== Problems to solve ==
(A) List every musician the Zeal & Ardor piece names other than Manuel Gagneux.
(B) Restate the part of the Zeal & Ardor piece starting at "When looking into" and ending at "satanic lyrical themes?", substituting "soul" for each "gospel".

== Page ==
────────────────

Zeal & Ardor – Manuel Gagneux

When looking into the nature of music that crosses over and blends distinctly different elements, there are some prominent genre’s that come to mind; metalcore, deathcore…even blackgaze. So how do you approach an artist’s music that successfully blends gospel, urban music and black metal? Or gospel music with blackened/ satanic lyrical themes?

Stranger Fruit is an essential album, crafted by the Swiss born Manuel Gagneux under the Zeal & Ardor moniker. Gagneux offers a rhythmic cadence on Stranger Fruit that might be found on the cuts crafted by hyper-popular urban artists such as Kendrick Lamar and Drake. Given the ambition of Stranger Fruit, it would also be a smooth move by Kanye West to draft Gagneux in to offer a critique on his musical sketches, given West’s tendency to embrace dissonant and heavy musical elements (see “Black Skinhead” from Yeezus -’13)

When I ask Gagneux for his thoughts on how to categorise his music, this was his response.

“Trance, just trance. I don’t know, I think I lack a label. I guess work song… rock? That’s a horrible label. I myself also suck at them, so there’s no saving grace.”

Gagneux has effectively introduced a completely new sound. How do audiences react then? Does he see the typical black metal fan or even casual metal fan in an audience during a performance? Or does Gagneux perform primarily to the uncategorizable and hardly identifiable music aficionado? The type that collect choice jazz and funk records to complement their love of metal?

────────────────

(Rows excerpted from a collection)
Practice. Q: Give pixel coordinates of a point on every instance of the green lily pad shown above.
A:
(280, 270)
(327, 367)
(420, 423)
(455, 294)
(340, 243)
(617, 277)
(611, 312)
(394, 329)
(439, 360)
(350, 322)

────────────────

== Results of the tasks ==
(A) Kendrick Lamar, Drake, Kanye West

(B)
When looking into the nature of music that crosses over and blends distinctly different elements, there are some prominent genre’s that come to mind; metalcore, deathcore…even blackgaze. So how do you approach an artist’s music that successfully blends soul, urban music and black metal? Or soul music with blackened/ satanic lyrical themes?